* [Your assignment]: Pull each line with the string "speckled" from the entries.

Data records
· · ·

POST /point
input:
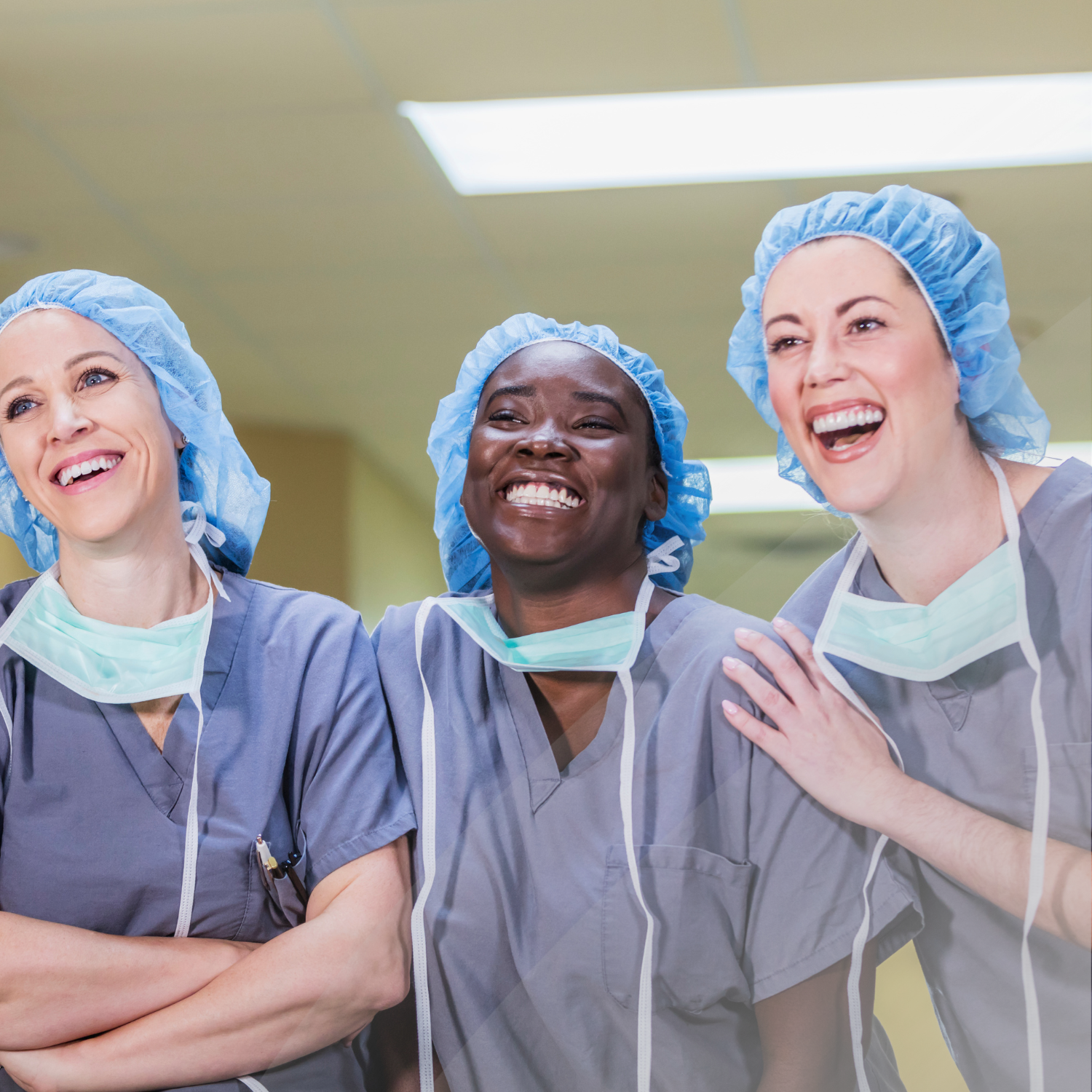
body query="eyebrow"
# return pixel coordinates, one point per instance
(598, 397)
(860, 299)
(520, 392)
(840, 310)
(71, 363)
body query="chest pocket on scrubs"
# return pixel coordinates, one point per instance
(1070, 792)
(288, 904)
(700, 904)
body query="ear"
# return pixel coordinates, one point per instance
(176, 435)
(655, 506)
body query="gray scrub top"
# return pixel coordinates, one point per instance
(296, 746)
(534, 933)
(970, 736)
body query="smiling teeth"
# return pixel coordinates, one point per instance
(69, 474)
(539, 493)
(847, 419)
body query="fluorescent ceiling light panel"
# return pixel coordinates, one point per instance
(524, 146)
(753, 485)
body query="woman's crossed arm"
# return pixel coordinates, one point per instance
(307, 989)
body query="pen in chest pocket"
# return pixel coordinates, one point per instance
(279, 871)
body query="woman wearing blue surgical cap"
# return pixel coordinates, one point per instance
(613, 893)
(875, 341)
(161, 711)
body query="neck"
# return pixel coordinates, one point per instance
(530, 606)
(140, 583)
(938, 529)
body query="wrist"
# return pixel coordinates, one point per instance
(893, 801)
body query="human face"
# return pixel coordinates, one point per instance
(847, 334)
(71, 395)
(558, 474)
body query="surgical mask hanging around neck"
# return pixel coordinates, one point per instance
(602, 644)
(983, 612)
(124, 664)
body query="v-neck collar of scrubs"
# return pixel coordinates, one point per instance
(164, 775)
(543, 775)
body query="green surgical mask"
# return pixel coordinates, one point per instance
(976, 615)
(602, 644)
(102, 662)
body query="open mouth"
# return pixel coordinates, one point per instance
(85, 471)
(543, 494)
(838, 432)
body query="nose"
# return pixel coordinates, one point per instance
(546, 443)
(825, 365)
(68, 423)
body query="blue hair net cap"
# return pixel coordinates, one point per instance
(959, 272)
(213, 471)
(465, 561)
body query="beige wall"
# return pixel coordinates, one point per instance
(340, 526)
(393, 554)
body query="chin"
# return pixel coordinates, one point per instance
(103, 530)
(853, 489)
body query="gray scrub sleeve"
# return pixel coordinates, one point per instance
(343, 781)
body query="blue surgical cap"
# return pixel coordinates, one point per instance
(958, 271)
(213, 470)
(465, 561)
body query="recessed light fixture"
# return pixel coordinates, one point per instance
(753, 485)
(524, 146)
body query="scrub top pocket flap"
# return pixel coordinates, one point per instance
(288, 906)
(700, 902)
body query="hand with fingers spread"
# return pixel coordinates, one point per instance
(826, 745)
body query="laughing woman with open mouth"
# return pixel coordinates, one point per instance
(162, 712)
(875, 341)
(613, 893)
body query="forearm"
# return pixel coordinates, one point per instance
(319, 983)
(989, 856)
(59, 983)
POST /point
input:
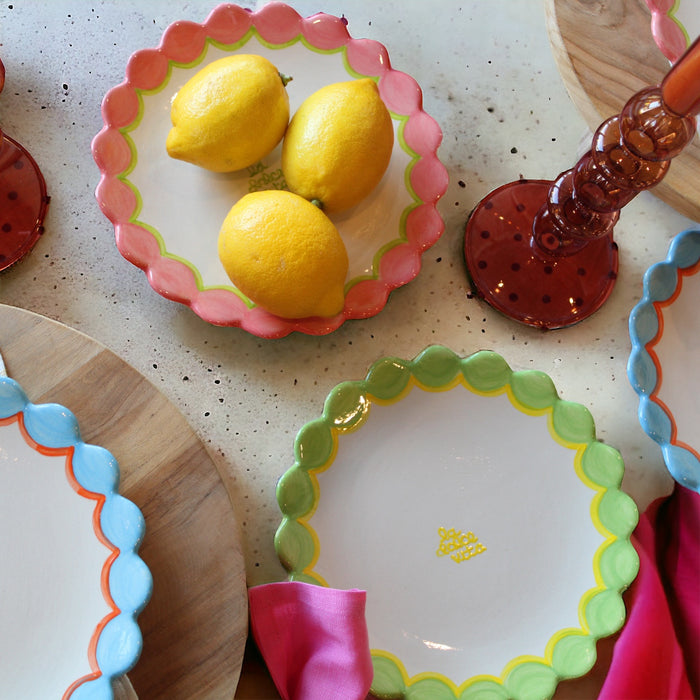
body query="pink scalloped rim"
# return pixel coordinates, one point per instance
(276, 23)
(667, 33)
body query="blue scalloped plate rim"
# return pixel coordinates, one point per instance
(121, 522)
(660, 283)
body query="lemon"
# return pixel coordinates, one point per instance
(284, 254)
(338, 144)
(229, 114)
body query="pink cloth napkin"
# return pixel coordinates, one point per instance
(657, 656)
(313, 640)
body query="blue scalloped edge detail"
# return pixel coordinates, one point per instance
(659, 284)
(121, 522)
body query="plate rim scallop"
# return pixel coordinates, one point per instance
(126, 580)
(660, 285)
(277, 25)
(570, 653)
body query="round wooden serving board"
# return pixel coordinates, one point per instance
(196, 623)
(606, 53)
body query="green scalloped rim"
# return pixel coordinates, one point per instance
(570, 653)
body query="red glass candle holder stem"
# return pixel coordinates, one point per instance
(630, 153)
(541, 251)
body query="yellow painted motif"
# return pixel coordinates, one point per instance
(458, 545)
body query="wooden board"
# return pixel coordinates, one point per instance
(196, 624)
(606, 53)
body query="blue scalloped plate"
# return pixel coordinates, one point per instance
(663, 366)
(72, 582)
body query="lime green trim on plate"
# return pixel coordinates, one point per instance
(570, 652)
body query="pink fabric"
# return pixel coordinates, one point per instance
(657, 656)
(313, 639)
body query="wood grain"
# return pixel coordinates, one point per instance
(196, 624)
(605, 53)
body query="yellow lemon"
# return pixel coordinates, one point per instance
(284, 254)
(229, 114)
(338, 144)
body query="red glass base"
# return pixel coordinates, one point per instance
(23, 201)
(517, 278)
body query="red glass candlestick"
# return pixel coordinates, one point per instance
(23, 198)
(542, 251)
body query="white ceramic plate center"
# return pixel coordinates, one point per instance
(415, 487)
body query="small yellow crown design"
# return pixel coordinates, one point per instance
(459, 546)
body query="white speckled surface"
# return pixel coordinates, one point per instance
(491, 83)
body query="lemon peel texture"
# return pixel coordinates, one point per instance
(338, 144)
(284, 254)
(230, 114)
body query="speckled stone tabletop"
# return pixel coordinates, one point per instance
(488, 78)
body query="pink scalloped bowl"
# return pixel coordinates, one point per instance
(167, 213)
(674, 25)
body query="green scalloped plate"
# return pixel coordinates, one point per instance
(479, 512)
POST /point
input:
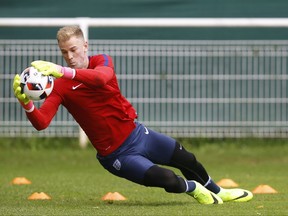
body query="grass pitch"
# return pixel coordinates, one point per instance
(76, 181)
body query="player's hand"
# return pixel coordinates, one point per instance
(48, 68)
(18, 91)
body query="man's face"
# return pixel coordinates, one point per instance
(74, 52)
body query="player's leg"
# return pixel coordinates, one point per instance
(193, 169)
(160, 177)
(159, 149)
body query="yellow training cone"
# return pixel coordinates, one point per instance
(20, 181)
(264, 189)
(39, 196)
(113, 197)
(227, 183)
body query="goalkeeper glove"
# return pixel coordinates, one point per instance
(57, 71)
(26, 103)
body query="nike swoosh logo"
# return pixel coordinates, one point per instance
(146, 130)
(75, 87)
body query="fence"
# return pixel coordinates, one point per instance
(182, 88)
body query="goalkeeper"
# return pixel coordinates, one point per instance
(89, 90)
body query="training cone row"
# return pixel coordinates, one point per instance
(261, 189)
(113, 197)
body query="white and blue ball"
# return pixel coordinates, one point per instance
(36, 85)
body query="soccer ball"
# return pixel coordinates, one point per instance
(35, 85)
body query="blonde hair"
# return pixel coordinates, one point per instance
(67, 32)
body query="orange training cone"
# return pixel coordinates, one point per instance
(227, 183)
(20, 181)
(264, 189)
(39, 196)
(113, 197)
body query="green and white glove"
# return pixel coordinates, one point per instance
(51, 69)
(26, 103)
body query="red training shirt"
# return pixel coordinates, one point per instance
(94, 99)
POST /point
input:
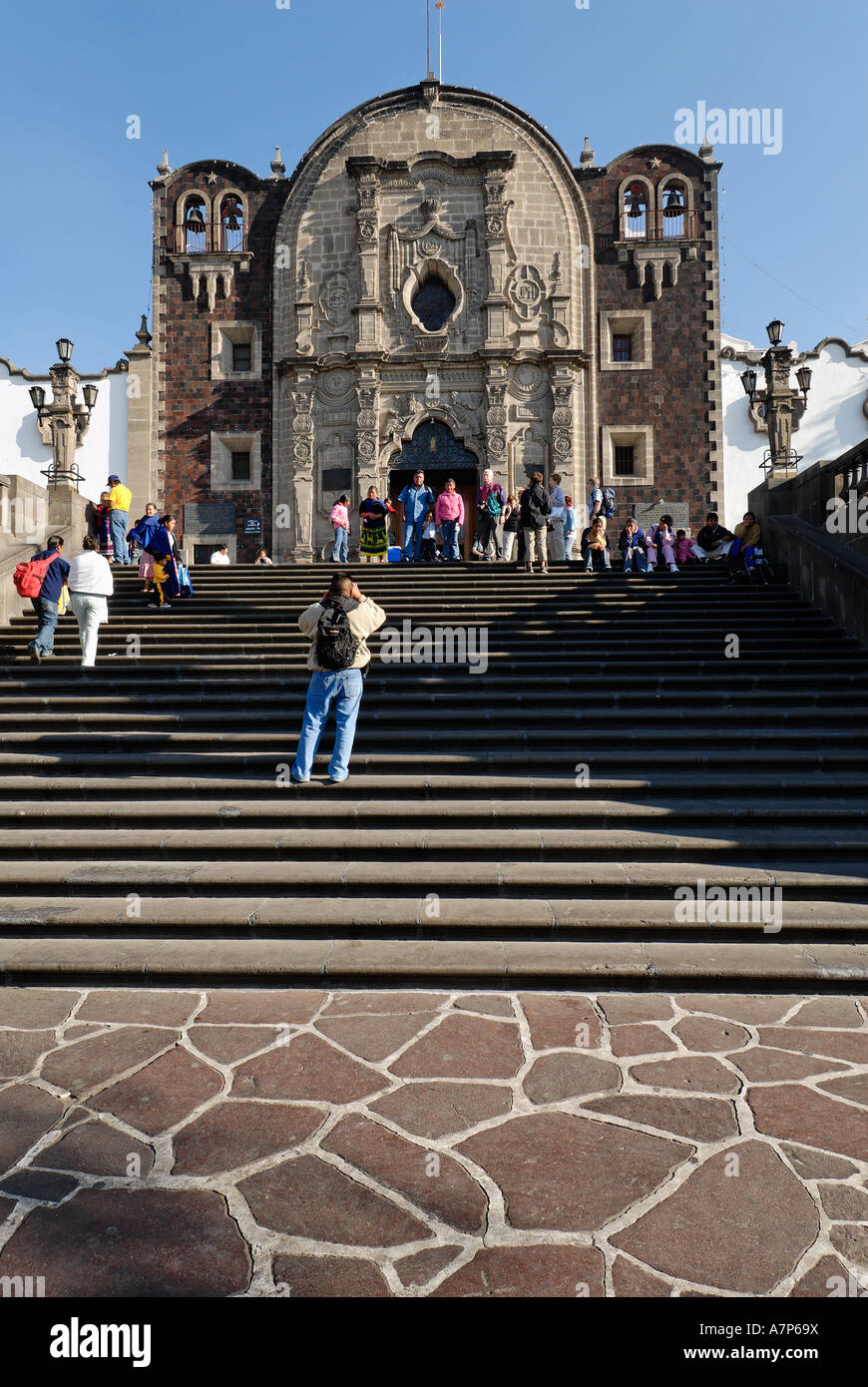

· · ·

* [Solution to this problem]:
body query="white speckled surface"
body query="speckled stone tabletop"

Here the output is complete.